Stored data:
=-=-=-=-=

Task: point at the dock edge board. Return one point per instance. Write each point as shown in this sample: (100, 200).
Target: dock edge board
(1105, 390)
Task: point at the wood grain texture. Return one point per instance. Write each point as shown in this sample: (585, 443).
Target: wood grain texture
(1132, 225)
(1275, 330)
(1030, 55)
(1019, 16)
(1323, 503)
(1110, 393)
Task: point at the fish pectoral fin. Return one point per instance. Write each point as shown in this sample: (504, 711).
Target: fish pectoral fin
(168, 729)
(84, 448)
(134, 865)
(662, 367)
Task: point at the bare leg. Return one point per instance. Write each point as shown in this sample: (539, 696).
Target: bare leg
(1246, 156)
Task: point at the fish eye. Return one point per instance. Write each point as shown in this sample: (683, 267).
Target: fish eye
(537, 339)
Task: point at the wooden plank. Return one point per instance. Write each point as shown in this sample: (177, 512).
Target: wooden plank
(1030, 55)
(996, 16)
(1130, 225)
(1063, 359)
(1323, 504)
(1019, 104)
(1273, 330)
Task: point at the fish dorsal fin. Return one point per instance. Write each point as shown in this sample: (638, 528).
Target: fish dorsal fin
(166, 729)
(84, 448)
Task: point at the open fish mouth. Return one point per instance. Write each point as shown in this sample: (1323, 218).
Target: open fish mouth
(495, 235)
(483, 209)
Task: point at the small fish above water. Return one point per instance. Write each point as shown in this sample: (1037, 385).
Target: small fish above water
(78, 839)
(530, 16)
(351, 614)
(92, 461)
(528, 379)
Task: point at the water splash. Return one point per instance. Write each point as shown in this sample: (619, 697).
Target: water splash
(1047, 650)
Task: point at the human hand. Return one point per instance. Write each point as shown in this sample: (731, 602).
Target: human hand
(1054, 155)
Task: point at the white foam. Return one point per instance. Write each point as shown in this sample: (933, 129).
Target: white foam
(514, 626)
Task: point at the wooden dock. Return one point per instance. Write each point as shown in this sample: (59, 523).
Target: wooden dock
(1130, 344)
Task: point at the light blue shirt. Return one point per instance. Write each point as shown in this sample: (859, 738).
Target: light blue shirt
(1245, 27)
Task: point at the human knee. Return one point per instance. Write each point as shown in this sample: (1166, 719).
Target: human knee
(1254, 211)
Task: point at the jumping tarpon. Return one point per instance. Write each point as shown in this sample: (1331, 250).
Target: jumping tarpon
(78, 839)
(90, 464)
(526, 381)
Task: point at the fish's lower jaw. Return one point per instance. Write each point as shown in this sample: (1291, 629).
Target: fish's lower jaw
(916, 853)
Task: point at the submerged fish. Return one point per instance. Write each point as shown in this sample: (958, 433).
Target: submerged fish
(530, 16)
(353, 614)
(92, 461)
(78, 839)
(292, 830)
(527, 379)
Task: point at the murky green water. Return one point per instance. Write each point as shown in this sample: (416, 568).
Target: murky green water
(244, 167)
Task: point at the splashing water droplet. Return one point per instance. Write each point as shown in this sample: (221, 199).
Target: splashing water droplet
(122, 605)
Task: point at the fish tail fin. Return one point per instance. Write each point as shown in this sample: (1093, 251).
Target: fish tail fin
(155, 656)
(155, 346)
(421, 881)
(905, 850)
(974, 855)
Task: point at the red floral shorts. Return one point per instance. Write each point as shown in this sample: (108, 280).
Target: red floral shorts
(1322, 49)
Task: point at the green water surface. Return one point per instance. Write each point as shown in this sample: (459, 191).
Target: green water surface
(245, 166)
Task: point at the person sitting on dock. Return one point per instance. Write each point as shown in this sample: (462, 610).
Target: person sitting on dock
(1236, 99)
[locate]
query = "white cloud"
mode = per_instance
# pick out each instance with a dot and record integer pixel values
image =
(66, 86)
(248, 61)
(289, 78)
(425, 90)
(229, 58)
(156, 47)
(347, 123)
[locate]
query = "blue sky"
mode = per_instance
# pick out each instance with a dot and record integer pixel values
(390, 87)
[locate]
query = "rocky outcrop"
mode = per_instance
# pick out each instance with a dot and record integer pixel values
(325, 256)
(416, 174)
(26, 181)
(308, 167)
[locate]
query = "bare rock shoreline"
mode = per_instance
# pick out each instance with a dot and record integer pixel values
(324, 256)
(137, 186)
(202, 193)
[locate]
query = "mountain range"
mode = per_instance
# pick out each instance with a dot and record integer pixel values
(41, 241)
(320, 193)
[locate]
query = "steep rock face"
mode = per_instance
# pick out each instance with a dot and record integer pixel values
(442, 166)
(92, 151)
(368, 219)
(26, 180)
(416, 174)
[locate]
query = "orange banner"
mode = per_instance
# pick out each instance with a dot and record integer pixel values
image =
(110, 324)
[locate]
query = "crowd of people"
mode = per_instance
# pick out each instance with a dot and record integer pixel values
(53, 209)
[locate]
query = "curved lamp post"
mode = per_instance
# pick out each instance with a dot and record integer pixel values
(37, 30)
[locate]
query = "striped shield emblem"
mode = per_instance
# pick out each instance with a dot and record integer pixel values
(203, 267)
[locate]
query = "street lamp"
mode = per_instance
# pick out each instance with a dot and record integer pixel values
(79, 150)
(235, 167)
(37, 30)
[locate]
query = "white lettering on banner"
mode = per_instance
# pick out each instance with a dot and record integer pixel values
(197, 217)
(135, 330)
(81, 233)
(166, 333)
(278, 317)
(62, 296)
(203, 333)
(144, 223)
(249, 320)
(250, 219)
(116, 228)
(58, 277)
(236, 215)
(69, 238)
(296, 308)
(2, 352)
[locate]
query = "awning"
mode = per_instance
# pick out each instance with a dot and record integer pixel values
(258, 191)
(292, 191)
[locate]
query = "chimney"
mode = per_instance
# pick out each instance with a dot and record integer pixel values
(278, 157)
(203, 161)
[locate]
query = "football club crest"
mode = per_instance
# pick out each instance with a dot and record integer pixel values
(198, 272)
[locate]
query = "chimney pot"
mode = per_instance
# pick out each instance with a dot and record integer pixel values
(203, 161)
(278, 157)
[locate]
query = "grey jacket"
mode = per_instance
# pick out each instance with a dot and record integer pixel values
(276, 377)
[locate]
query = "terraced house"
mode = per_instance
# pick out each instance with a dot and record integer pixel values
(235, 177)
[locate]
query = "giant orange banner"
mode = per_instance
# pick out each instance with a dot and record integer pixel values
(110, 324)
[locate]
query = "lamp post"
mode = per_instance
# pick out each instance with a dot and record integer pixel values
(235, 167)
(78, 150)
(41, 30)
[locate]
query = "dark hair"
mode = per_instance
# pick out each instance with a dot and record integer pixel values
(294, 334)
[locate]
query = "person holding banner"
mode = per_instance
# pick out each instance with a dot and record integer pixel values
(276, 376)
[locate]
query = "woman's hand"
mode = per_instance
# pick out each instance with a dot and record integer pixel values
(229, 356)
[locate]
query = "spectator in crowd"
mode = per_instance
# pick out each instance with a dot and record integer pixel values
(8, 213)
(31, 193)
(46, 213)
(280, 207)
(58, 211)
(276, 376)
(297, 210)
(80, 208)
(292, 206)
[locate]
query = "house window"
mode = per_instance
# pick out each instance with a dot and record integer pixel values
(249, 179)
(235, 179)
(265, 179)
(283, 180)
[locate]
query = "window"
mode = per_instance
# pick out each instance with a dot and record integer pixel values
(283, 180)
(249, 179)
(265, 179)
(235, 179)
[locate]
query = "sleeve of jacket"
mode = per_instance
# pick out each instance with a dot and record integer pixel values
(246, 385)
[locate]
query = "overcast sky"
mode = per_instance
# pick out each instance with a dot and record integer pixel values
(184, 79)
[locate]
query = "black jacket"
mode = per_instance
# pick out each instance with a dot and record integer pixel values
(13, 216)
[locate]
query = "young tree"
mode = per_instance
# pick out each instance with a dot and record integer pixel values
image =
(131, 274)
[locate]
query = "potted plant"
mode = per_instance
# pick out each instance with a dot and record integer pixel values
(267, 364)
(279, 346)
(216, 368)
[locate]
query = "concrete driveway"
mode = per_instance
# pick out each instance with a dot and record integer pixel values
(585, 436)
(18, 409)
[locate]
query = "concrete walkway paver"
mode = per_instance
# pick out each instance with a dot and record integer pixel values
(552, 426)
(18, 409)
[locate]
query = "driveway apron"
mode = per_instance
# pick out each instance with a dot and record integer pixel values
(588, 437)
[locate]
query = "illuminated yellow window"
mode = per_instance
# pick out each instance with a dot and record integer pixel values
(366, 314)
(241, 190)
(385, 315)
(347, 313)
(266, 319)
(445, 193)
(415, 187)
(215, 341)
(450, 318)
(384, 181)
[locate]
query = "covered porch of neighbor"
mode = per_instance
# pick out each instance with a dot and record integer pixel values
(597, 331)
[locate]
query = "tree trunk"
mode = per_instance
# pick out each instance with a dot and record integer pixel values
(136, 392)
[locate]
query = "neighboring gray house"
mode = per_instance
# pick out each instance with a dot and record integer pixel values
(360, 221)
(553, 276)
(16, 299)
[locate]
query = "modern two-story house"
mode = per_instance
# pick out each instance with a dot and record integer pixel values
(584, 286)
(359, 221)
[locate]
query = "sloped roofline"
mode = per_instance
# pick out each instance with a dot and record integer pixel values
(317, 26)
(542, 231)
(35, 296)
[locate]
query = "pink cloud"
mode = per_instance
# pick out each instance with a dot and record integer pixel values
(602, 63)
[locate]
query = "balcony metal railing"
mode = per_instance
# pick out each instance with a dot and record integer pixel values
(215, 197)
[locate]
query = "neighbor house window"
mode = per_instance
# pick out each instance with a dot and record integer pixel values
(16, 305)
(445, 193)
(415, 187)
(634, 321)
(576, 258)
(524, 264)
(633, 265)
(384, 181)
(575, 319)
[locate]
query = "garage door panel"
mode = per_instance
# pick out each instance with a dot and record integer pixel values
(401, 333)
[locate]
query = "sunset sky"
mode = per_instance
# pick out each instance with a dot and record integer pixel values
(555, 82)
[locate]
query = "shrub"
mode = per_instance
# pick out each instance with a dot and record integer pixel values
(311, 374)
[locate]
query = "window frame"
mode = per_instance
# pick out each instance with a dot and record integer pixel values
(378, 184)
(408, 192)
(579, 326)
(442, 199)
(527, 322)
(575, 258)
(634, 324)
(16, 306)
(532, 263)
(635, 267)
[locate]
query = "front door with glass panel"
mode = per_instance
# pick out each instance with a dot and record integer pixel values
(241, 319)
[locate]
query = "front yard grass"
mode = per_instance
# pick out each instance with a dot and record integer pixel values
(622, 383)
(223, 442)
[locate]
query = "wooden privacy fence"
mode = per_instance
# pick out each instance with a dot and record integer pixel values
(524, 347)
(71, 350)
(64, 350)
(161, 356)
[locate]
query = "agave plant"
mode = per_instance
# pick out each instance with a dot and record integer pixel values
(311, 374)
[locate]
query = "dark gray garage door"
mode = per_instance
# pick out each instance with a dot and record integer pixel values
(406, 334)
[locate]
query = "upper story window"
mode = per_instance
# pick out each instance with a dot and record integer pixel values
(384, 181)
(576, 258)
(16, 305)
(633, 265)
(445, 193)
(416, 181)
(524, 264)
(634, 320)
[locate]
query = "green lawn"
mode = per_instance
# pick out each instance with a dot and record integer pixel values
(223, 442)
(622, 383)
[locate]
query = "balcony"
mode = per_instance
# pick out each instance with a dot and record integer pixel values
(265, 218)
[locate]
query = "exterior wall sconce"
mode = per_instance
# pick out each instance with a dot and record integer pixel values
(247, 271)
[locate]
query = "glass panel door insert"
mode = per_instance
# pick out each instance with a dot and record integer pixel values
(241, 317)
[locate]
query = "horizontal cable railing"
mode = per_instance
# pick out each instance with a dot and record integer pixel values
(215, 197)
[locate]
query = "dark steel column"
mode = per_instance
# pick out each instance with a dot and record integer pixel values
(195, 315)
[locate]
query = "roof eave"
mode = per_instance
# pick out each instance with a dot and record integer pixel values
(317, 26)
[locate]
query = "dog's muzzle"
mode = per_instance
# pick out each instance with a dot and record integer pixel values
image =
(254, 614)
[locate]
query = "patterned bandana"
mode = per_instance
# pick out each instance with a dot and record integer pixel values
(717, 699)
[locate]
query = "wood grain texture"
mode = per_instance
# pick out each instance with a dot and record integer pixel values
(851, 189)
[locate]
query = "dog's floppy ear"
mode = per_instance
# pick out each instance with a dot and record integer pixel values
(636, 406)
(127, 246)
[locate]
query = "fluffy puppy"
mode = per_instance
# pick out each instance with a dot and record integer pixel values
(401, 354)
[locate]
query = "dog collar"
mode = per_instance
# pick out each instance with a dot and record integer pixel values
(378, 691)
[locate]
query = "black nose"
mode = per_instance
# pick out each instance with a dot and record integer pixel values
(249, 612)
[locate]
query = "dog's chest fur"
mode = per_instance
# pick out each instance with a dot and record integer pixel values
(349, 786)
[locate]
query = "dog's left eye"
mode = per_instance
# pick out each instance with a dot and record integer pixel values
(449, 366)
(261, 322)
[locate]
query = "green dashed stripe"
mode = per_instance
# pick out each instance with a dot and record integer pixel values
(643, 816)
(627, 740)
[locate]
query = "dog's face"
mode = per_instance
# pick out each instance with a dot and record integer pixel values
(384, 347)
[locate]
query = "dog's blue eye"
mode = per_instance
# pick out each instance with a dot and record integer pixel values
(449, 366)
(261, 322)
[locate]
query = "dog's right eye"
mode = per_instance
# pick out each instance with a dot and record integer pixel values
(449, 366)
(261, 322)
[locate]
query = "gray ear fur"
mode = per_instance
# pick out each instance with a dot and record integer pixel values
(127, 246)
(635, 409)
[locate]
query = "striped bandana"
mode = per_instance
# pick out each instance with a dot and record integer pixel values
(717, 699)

=-=-=-=-=

-- PROBLEM DETAILS --
Select every line in the listing above that contains the string "board", and copy each one in full.

-- TASK RESULT --
Task: point at the dock edge board. Return one point per instance. Write each point as shown in this sample: (100, 200).
Target: dock edge board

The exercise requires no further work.